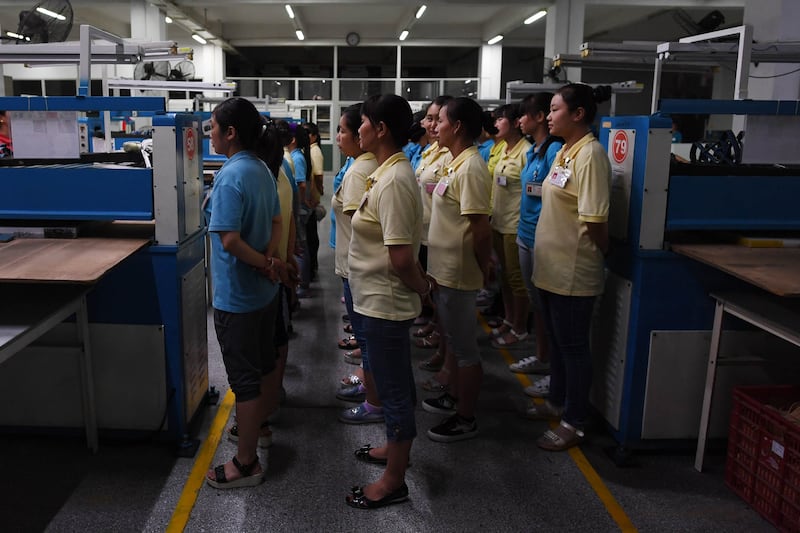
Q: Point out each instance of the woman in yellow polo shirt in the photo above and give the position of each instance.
(459, 242)
(506, 194)
(571, 240)
(387, 282)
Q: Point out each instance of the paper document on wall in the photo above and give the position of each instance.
(45, 134)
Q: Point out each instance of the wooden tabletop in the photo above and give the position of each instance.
(83, 260)
(776, 270)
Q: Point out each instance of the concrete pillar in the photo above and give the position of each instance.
(490, 63)
(564, 33)
(147, 22)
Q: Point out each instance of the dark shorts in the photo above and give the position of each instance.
(248, 348)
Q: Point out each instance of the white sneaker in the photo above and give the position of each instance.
(539, 389)
(529, 365)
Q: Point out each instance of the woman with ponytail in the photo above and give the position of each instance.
(571, 241)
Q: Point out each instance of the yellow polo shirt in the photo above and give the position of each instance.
(566, 260)
(451, 252)
(390, 213)
(428, 173)
(345, 201)
(286, 200)
(507, 188)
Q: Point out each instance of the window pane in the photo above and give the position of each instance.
(360, 90)
(368, 62)
(439, 62)
(315, 90)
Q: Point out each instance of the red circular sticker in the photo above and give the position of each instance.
(619, 149)
(191, 148)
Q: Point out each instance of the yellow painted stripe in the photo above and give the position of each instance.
(202, 463)
(592, 477)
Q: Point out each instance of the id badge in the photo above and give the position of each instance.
(560, 176)
(533, 189)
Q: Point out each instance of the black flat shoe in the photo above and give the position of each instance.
(359, 500)
(362, 454)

THE REQUEST:
Starting at the line containing "Q: Point out each instance of the woman with" and ending at the last line of the data, put each line into a JSON list as its own string, leaving out blank lines.

FINISHED ANSWER:
[
  "Q: Point out each instance of the woman with ponytail in the photo above and give the position of each instance.",
  "(571, 241)",
  "Q: Point out each instance of the yellow polo shirt in the photo above and give the position of each instance.",
  "(566, 260)",
  "(451, 252)",
  "(390, 213)",
  "(428, 173)",
  "(345, 201)",
  "(286, 200)",
  "(507, 188)",
  "Q: Point out each instance of the window pane in the photo above and give the position of each instance.",
  "(360, 90)",
  "(368, 62)",
  "(439, 62)",
  "(315, 90)",
  "Q: Point out each instance of the red circular sticker in the photo above and give the position of each instance.",
  "(619, 149)",
  "(191, 148)",
  "Q: Point out each instance of the yellow painted stripe in the photo above and give the position of each instance.",
  "(202, 463)",
  "(592, 477)",
  "Q: Point out each instance of the id badge in the photo above and give the position of each instance.",
  "(560, 176)",
  "(533, 189)",
  "Q: Point out each instance of the black flat shoe in the photo above and give the position of each instance.",
  "(359, 500)",
  "(362, 454)"
]